Pointing and labeling entries
◇ ◇ ◇ ◇

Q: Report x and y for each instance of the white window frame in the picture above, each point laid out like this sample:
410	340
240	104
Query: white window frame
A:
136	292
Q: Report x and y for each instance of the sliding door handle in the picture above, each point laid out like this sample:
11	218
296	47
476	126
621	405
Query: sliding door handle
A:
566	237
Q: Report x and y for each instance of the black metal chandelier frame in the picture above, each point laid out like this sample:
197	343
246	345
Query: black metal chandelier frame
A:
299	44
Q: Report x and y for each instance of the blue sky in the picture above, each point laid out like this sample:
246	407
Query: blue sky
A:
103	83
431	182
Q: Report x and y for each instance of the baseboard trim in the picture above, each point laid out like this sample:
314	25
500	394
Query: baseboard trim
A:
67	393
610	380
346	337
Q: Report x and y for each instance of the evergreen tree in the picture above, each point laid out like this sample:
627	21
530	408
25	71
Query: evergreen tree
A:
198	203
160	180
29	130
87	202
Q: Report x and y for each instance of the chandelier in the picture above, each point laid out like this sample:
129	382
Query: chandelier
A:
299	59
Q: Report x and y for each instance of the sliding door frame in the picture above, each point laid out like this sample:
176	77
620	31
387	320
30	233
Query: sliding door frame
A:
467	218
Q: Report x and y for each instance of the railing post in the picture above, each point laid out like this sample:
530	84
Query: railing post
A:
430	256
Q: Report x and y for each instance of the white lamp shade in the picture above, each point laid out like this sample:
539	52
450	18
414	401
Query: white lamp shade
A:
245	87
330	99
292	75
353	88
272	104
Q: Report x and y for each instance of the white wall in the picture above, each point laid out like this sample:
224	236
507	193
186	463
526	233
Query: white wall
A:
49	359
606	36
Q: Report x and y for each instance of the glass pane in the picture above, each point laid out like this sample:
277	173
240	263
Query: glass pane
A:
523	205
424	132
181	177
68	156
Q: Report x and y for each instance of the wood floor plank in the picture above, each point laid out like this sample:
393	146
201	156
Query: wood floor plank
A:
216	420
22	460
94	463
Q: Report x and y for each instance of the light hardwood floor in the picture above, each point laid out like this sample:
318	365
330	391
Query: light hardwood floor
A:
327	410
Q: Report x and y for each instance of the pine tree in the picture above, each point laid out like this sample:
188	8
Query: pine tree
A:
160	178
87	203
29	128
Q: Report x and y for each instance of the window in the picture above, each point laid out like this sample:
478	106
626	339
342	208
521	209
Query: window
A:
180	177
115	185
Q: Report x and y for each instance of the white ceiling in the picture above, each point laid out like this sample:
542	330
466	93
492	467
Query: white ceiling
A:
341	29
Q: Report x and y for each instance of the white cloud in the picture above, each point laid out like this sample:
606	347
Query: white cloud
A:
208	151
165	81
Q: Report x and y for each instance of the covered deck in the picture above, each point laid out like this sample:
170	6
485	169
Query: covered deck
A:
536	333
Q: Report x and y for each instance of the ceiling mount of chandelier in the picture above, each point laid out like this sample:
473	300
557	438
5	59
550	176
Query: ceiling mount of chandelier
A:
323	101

◇ ◇ ◇ ◇

- STATED EXERCISE
Turn every line of the rows above into a JSON list of strings, with one string per line and no blank lines.

- RESPONSE
[
  "Q: Report x and y for each instance of the white window frame in the picture above, each point laid out like this sample:",
  "410\t340",
  "240\t104",
  "Query: white window frame",
  "A:",
  "136\t292",
  "Q: Report x and y for each instance of the sliding door handle in the picture above, each point laid out like this sample:",
  "11\t218",
  "296\t47",
  "476\t126",
  "621\t405",
  "Query: sliding door handle",
  "A:",
  "566\t237",
  "Q: Report x and y for each instance of the black metal chandelier frame in the picture above, each point laid out like this sample:",
  "197\t343",
  "246\t345",
  "Query: black metal chandelier frame",
  "A:",
  "299\t44",
  "Q: Report x and y for each instance of the blue sky in the picture above, each point laid out like this sample:",
  "246\t407",
  "Query: blue sky",
  "A:",
  "103\t83",
  "431\t182",
  "Q: Report x and y for each instance of the baseboard trim in the picture above, each point laid out like this sample:",
  "314\t25",
  "500\t394",
  "Query: baseboard trim",
  "A:",
  "67\t393",
  "610\t380",
  "346\t337",
  "Q: Report x and y for each instance of the evergreen tree in the picture above, each point laid out like this sample:",
  "627\t21",
  "530\t408",
  "25\t71",
  "Query: evergreen tree",
  "A:",
  "198\t203",
  "160\t180",
  "29\t130",
  "87\t202",
  "Q: Report x and y for each instance of the chandelier in the picture above, each point laid out like this sample:",
  "129\t382",
  "Query: chandelier",
  "A:",
  "299\t59",
  "Q: Report x and y for each instance of the sliding door frame in the picture above, each point laid out like this sample:",
  "176\t77",
  "620\t31",
  "387\t320",
  "30\t233",
  "Query: sliding door frame",
  "A:",
  "467\t218",
  "Q: Report x and y for each instance of the railing post in the picture above, each point laid out like this sample:",
  "530\t84",
  "Query: railing post",
  "A:",
  "430\t256",
  "Q: Report x and y for each instance of the white lamp shade in the picture above, each point laid out like this sample:",
  "539\t52",
  "450\t18",
  "414\t401",
  "Query: white lamp shade",
  "A:",
  "245\t87",
  "330\t99",
  "292\t75",
  "353\t88",
  "272\t104",
  "Q: Report x and y for each instance of the white wall in the picture above, each point laid out like this sample:",
  "224\t236",
  "507\t193",
  "186\t463",
  "526\t233",
  "Query: white wall",
  "A:",
  "49\t359",
  "606\t36",
  "Q: Report x and y for each instance of the glass pane in the picture above, each point laid out like this sample:",
  "277\t173",
  "240\t263",
  "Query: glass pane",
  "A:",
  "523\t205",
  "424\t132",
  "181\t177",
  "68\t156",
  "Q: Report x and y for each instance of the wood floor plank in the picture above, each point laid out like this sample:",
  "393\t146",
  "201\t156",
  "Query: wood floor plank",
  "A:",
  "216\t420",
  "22\t460",
  "94\t463",
  "Q: Report x and y for each instance of the light hardwood floor in the picture above, each point laid out like this sample:",
  "318\t365",
  "330\t391",
  "Query: light hardwood floor",
  "A:",
  "327\t410",
  "Q: Report x and y for each instance of the pine tree in the picture above, each point laid out like this sample:",
  "188\t8",
  "Query: pine tree",
  "A:",
  "160\t178",
  "87\t203",
  "29\t128",
  "Q: Report x and y for each instance of the window in the picture above, each point laid out like this sample:",
  "478\t106",
  "626\t339",
  "342\t208",
  "521\t209",
  "Query: window",
  "A:",
  "180\t177",
  "115\t185",
  "Q: Report x and y for each instance of the white ceiling in the picture above, each point laid out like this sample:",
  "542\t330",
  "466\t93",
  "492\t467",
  "Query: white ceiling",
  "A:",
  "341\t29",
  "Q: Report x and y for each instance of the white cloud in the picture above, each point laid out like this sample:",
  "606\t347",
  "Query: white cloud",
  "A:",
  "208\t151",
  "165\t81",
  "Q: Report x and y for each instance of the covered deck in the picture above, each point laid out like this sample:",
  "170\t6",
  "485\t169",
  "Query: covered deck",
  "A:",
  "536\t333",
  "Q: Report x and y for each instance of the ceiling mount of chandelier in the picture above, each point laid out like this sample:",
  "473\t300",
  "557\t438",
  "5\t59",
  "550\t176",
  "Query: ceiling mount of chandelier",
  "A:",
  "323\t101"
]